→ Records provided
○ ○ ○ ○

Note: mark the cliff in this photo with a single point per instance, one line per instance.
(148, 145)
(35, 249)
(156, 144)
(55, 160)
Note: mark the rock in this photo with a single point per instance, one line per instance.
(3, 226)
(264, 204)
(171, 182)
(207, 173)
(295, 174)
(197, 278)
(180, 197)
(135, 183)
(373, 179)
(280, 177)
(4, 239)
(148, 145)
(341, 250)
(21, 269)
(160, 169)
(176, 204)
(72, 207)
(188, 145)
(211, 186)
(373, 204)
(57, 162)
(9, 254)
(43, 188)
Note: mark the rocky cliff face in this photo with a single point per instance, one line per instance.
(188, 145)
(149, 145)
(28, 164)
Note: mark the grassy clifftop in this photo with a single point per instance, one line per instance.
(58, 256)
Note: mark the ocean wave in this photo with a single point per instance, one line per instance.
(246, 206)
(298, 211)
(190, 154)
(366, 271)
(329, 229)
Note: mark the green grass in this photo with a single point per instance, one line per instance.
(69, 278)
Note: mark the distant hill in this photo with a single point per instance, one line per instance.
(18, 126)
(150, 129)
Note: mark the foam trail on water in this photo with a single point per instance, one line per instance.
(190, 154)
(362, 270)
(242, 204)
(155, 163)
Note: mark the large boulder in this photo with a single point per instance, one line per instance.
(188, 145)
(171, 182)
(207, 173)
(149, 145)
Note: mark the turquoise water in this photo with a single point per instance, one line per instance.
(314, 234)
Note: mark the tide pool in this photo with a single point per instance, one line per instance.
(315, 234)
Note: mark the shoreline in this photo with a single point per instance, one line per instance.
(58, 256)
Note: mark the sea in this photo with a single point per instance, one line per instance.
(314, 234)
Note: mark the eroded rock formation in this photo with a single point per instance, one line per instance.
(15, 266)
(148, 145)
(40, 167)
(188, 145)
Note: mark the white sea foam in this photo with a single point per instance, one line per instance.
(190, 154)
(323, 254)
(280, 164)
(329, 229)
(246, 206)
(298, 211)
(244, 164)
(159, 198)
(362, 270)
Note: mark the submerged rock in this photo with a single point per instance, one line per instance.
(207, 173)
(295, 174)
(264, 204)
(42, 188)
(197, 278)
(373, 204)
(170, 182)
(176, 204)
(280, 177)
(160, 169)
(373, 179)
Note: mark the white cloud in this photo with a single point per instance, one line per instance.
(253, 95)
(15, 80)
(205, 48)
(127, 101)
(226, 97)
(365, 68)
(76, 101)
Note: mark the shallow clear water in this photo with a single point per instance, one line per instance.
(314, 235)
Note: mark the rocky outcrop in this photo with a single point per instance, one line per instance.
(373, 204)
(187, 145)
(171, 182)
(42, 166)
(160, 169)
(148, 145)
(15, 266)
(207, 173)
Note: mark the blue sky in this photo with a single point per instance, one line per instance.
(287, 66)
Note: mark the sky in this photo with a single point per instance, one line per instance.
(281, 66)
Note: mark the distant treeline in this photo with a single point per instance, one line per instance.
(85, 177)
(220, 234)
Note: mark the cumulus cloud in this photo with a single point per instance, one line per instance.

○ ○ ○ ○

→ About this exercise
Set out every record in full, exactly as given.

→ Written solution
Note: mark the cliff in this photo with a single point per instance, one line per instance.
(148, 145)
(35, 249)
(156, 144)
(55, 160)
Note: mark the rock in this photo with a single point per instance, one line per instance.
(3, 226)
(264, 204)
(171, 182)
(207, 173)
(295, 174)
(197, 278)
(180, 197)
(135, 183)
(373, 179)
(280, 177)
(4, 239)
(148, 145)
(341, 250)
(21, 269)
(160, 169)
(176, 204)
(72, 207)
(188, 145)
(211, 186)
(373, 204)
(57, 162)
(9, 254)
(43, 188)
Note: mark the rocky cliff face in this photo with a single point per instance, one line per instance.
(188, 145)
(149, 145)
(28, 164)
Note: mark the grassy clifftop in this photo with a single point per instance, one line per instance.
(58, 256)
Note: mark the ocean wave in this photo with a single point per instance, one line per instance.
(246, 206)
(298, 211)
(190, 154)
(366, 271)
(329, 229)
Note: mark the green grass in this photo with a single point per instance, one line per instance.
(69, 278)
Note: mark the distant hill in this photo with a single point per instance, one line per instance.
(18, 126)
(150, 129)
Note: mark the foam trail on water in this photo with a single point per instance, one line per instance.
(190, 154)
(362, 270)
(242, 204)
(155, 163)
Note: mark the large boulder in this photo with a single point per instance, one line per instance.
(188, 145)
(171, 182)
(207, 173)
(149, 145)
Note: mark the turquoise water in this photo with a single point per instance, one line per instance.
(314, 234)
Note: mark the tide pool in this photo with a single point per instance, one line per instance.
(315, 234)
Note: mark the shoreline in this photo with a single point per instance, one line per instance.
(58, 256)
Note: mark the sea in this photo with a single point per instance, one line per instance.
(314, 234)
Note: mark the eroded rock formation in this photo with a single point per instance, one line per instance.
(15, 266)
(148, 145)
(40, 167)
(188, 145)
Note: mark the white sea foam in this photo with a single point per instance, one line per instance.
(190, 154)
(323, 254)
(280, 164)
(329, 229)
(246, 206)
(298, 211)
(244, 164)
(159, 198)
(362, 270)
Note: mark the submerged rock in this photo with a single point per instance, one line per instance.
(207, 173)
(295, 174)
(264, 204)
(42, 188)
(197, 278)
(373, 204)
(170, 182)
(176, 204)
(280, 177)
(160, 169)
(373, 179)
Note: mark the white cloud in this photo with a single point per instance, one line per instance.
(253, 95)
(15, 80)
(205, 48)
(127, 101)
(226, 97)
(365, 68)
(76, 101)
Note: mark the shallow clear water in this photo with a single point per instance, one line per instance.
(314, 235)
Note: mark the rocky outcrop in this photo with a single point per instance, one line per instance.
(373, 204)
(187, 145)
(171, 182)
(42, 166)
(160, 169)
(148, 145)
(15, 266)
(207, 173)
Note: mark the blue sky in this photo with a single point per instance, one line per instance.
(287, 66)
Note: mark the sky in this photo with a single point per instance, one line per instance.
(281, 66)
Note: mark the distant treeline in this photo with a single point per instance, one line per instance.
(85, 177)
(220, 234)
Note: mark the cumulus cloud in this photo with a single point per instance, one line per instance.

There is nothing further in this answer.